The exercise ▸
The lines to extract start at the one containing "of the background" and end with the last line; give them exactly and nothing more.

━━━

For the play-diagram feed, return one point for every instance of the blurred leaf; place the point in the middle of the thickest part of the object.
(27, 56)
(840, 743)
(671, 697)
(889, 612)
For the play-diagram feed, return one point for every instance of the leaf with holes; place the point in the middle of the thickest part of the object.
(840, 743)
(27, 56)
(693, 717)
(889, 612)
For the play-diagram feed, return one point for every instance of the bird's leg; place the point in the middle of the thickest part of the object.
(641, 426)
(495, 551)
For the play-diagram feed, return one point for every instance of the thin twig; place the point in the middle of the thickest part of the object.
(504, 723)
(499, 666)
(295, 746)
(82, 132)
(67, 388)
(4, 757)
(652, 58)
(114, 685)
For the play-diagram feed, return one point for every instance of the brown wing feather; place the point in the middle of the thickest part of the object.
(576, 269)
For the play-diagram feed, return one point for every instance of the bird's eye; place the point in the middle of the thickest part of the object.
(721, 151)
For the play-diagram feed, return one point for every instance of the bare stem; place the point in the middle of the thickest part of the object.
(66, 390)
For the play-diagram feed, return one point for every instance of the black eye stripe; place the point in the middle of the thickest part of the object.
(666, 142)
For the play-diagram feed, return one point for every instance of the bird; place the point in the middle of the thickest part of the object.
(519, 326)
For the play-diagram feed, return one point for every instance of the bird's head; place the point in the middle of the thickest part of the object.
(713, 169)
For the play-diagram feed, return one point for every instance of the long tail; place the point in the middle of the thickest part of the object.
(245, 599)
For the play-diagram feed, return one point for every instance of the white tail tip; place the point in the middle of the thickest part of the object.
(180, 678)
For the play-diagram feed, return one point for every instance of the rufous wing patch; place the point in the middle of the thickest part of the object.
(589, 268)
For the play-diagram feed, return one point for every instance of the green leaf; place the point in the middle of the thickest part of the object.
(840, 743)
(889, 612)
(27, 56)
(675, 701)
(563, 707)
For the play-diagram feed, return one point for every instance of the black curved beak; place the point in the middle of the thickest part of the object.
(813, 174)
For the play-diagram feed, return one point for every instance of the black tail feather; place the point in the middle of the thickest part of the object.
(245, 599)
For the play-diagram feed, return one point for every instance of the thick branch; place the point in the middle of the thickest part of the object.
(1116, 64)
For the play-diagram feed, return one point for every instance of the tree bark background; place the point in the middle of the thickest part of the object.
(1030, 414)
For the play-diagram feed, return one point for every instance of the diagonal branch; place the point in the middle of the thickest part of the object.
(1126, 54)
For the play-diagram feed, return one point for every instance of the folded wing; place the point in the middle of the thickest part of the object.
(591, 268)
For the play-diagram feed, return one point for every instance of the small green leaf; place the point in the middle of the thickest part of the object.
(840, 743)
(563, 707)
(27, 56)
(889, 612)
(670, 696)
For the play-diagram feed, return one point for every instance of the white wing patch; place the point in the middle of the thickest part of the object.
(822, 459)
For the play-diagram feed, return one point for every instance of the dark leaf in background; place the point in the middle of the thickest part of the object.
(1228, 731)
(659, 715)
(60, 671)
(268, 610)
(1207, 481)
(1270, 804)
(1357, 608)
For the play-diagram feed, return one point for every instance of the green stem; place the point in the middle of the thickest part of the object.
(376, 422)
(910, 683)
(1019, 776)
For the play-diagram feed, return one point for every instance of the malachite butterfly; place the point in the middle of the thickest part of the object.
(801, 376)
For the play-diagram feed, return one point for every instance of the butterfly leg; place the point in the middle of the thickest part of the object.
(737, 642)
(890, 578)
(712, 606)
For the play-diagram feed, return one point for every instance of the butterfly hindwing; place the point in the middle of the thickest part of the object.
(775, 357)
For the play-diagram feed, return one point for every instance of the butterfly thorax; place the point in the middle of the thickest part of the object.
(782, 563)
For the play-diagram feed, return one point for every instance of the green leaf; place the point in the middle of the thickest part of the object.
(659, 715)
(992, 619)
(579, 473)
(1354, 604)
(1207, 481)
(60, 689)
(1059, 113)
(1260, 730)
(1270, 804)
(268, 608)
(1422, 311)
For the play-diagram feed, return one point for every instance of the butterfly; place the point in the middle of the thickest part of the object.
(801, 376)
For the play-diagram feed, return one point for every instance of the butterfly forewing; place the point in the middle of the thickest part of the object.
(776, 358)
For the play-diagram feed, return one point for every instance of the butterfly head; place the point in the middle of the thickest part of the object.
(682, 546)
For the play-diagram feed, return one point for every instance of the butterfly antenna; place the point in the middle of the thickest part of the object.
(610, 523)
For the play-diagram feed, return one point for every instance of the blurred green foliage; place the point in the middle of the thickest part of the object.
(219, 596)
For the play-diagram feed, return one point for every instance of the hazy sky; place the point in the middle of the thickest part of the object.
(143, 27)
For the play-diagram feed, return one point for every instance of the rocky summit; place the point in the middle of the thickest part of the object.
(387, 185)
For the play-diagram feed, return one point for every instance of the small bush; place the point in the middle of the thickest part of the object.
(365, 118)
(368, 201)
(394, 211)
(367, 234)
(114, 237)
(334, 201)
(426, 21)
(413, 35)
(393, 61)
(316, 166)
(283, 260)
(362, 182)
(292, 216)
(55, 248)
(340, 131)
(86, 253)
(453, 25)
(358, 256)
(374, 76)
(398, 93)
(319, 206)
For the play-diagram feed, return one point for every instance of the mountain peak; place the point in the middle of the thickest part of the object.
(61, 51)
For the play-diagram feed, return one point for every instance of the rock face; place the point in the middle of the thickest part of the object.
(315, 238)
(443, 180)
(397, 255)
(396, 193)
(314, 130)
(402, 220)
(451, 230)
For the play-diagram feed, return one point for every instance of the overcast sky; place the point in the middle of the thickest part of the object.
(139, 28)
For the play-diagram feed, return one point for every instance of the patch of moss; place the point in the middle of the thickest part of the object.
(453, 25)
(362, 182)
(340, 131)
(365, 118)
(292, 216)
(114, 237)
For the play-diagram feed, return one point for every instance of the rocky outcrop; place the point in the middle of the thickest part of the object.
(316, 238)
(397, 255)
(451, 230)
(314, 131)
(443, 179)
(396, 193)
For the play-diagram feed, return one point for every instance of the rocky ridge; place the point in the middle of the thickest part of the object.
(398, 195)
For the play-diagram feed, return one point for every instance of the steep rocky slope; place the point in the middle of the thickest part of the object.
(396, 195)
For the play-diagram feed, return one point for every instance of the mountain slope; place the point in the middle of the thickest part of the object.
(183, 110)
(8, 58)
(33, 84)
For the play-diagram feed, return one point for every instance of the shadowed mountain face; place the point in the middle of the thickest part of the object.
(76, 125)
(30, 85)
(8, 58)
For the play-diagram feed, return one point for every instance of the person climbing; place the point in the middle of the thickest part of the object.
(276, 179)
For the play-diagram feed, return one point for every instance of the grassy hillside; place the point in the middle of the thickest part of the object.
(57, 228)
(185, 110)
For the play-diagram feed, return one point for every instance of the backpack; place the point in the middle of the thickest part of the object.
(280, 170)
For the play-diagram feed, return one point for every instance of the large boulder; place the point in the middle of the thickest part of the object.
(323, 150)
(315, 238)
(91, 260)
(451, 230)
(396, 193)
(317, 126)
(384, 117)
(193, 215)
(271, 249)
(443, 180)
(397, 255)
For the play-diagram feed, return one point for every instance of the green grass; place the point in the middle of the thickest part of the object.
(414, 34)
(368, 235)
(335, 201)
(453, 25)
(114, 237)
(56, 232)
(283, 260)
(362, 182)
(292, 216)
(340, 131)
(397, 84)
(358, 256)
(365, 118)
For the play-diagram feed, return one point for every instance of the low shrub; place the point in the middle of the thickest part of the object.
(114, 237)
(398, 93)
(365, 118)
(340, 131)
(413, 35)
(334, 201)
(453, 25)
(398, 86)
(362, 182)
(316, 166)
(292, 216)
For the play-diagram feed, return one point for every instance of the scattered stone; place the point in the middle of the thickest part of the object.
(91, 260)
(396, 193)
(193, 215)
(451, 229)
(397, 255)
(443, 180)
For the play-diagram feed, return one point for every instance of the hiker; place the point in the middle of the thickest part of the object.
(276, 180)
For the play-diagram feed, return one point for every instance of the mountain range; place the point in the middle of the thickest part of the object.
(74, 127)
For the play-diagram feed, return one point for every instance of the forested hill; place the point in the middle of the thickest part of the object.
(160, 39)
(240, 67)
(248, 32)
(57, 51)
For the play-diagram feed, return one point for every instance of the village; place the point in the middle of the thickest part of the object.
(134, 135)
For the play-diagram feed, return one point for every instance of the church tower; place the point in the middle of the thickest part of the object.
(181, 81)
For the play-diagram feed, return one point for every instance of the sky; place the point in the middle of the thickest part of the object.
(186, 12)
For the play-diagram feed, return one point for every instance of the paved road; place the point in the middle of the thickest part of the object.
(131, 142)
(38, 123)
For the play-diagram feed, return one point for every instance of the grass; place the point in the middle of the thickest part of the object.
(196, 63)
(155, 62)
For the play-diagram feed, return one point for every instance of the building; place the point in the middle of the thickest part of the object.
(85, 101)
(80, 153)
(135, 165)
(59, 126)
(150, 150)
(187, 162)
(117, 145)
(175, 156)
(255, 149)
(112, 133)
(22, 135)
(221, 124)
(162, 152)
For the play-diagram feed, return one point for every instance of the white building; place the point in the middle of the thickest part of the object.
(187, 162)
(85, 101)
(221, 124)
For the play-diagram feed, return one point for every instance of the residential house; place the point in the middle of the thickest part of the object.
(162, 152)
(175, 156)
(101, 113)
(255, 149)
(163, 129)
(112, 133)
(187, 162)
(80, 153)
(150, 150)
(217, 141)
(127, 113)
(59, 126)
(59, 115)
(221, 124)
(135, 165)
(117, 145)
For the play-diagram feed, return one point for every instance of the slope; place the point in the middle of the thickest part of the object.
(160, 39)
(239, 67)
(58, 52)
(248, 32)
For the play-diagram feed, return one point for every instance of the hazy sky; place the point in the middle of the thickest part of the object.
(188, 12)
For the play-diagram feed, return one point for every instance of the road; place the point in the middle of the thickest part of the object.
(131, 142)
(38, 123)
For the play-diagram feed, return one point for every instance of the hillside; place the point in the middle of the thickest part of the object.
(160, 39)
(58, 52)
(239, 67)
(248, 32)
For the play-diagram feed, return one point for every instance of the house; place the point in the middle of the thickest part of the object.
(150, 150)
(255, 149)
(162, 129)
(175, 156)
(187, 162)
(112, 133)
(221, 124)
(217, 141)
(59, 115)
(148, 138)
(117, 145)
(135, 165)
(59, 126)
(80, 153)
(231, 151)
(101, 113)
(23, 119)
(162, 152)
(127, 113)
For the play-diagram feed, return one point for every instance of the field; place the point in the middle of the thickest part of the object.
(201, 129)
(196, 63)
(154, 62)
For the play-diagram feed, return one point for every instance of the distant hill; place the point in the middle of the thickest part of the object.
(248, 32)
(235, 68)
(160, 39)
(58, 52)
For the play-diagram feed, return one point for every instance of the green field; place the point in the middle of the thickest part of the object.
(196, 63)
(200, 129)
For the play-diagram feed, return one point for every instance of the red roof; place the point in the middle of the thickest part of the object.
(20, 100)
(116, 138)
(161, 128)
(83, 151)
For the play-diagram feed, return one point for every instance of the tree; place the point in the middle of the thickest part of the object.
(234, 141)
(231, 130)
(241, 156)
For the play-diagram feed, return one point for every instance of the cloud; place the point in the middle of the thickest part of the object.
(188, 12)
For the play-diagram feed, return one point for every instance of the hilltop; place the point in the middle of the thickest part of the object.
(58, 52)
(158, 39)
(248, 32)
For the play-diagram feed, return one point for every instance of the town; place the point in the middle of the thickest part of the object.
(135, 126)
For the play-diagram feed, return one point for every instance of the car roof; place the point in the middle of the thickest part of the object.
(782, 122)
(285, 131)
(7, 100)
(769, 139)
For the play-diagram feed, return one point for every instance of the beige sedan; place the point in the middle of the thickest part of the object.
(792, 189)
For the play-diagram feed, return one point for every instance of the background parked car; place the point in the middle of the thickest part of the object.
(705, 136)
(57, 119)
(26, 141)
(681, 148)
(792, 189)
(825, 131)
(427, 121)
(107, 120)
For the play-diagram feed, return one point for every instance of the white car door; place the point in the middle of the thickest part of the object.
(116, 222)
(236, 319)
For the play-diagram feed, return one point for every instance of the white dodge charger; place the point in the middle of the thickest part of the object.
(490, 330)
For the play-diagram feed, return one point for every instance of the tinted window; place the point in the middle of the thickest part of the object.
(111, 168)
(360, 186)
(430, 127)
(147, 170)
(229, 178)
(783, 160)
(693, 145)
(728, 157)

━━━

Final result ▸
For the play-diagram feed, return one point for every instance of the background parked car; place the point in the middle of the thickest part of the object.
(705, 136)
(57, 119)
(26, 141)
(681, 148)
(792, 189)
(825, 131)
(427, 121)
(107, 120)
For the play-diagram feed, return one point for every instance of the white car door; place the point in the middle of the thickest part of the object.
(116, 222)
(236, 319)
For the play-diagram feed, return one point for every instance of the white dodge charger; place the point in the middle of the thickest part of the object.
(490, 330)
For the play-diagram feed, return one point for every instance of the tinted window; place the point in the middle of the thickest part of the object.
(111, 168)
(360, 186)
(430, 127)
(147, 170)
(229, 178)
(783, 160)
(693, 145)
(728, 157)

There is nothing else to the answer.